→ **Цитируемый отрывок**:
•••••
Назад

Михаил Герман. Дмитрий Иконников: многосложная простота. Каталог 2008 г.

Toutes les pierres sont pareilles,
toutes les pierres sont pre’cieuses:
mais l’homme n’en voit que
quelques-unes...
Maurice Maeterlinck. L’Oiseau Bleu*

В стремительном и кокетливом мире нынешней выставочной и галерейной жизни, в шуме многословных интерпретаций, среди произведений (нынче чаще употребляется невнятный, но многозначительный термин «проект»), устремленных лишь к тому, чтобы удивить, попасть в main stream, в окружении той околохудожественной суеты, за которой не разглядеть художества — ни подлинного, ни мнимого, — картины Дмитрия Иконникова ощущаются островками вечности.

На смену уходящей в прошлое борьбе официального и неофициального, «реалистического» и «формального», фигуративного и беспредметного искусств приходит наконец-то естественное сосуществование и соревнование разных принципов и манер, где главным критерием — с трудом и очень медленно — все же становятся качество, индивидуальность дара и то, что определяется почти забытыми словами «артистизм» и «мастерство».
•••••
→ **Исходные данные**:

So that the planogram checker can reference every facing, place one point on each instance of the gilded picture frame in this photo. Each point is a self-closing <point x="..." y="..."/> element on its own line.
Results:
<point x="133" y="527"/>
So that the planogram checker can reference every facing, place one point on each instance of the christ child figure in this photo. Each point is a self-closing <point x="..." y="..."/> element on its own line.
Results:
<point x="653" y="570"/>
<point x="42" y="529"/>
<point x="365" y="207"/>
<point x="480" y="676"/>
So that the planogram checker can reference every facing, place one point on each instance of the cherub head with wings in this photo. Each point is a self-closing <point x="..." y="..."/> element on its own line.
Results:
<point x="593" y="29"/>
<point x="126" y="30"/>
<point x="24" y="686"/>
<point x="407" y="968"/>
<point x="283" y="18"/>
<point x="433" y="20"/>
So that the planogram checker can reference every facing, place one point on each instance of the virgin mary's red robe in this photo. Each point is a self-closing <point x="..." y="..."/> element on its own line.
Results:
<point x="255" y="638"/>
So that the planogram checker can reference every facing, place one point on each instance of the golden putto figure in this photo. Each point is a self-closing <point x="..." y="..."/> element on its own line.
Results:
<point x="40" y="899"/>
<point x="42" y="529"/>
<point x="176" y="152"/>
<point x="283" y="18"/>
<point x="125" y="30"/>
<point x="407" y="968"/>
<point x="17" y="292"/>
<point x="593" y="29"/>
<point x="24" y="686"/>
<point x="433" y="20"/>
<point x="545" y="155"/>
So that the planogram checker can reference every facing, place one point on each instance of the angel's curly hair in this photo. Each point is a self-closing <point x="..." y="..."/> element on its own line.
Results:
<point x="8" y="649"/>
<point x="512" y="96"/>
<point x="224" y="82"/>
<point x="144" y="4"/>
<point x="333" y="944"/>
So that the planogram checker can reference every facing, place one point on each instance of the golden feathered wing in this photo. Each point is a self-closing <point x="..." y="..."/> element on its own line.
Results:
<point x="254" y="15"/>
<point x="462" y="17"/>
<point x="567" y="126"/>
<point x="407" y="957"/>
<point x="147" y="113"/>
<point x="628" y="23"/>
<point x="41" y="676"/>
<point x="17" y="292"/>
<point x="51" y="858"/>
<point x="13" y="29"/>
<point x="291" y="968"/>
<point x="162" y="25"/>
•••••
→ **Задания для выполнения**:
**A)** Чем, согласно статье о Дмитрии Иконникове, ощущаются его картины среди нынешней выставочной и галерейной суеты?
**B)** Продолжите, пожалуйста, статью о Дмитрии Иконникове с того места, на котором она обрывается.
Записи здесь никакой роли не играют.

→ **Ответы по заданиям**:
**A)** Островками вечности.

**B)**
Иллюзии ушли в прошлое. Время взыскует не борьбы идей, самолюбий или политических взглядов, но повседневного строгого мужества. Работы, а не героического мифотворчества. Ни похожесть на столь модный еще недавно классический авангард, ни вкус «запретного плода», ни политические аллюзии ни подменить, ни заменить самого искусства — к счастью! — уже не могут. 

То, что в российской реальности весьма условно называют «постмодернизмом», хоть и относительно свободно от повествовательной интриги, обременено

интеллектуальной эквилибристикой и окутано (а то и заменено) переливчатым туманом нарочито сложных интерпретаций. Свободен наш «постмодернизм» и от самоценности живописной хроматической фактуры, от того, что в начале прошлого века называли «гулом холста». Иконников же — фанатик подлинной живописи. 

Менее всего, как мне кажется, он озабочен стремлением угодить господствующим вкусам, моде, критике или публике. Он пишет и сюжетные, вполне фигуративные композиции, и вечные мотивы искусства — пейзаж, натюрморт, интерьер.

В его картинах (это не оговорка, его гуаши — именно картины, если следовать не музейной классификации, а степени значимости и масштабности работ) — единая и вечная устремленность к «реализации своих ощущений», которую Сезанн полагал единственной целью художника, подтверждением чего стала вся художе-ственная практика ХХ столетия.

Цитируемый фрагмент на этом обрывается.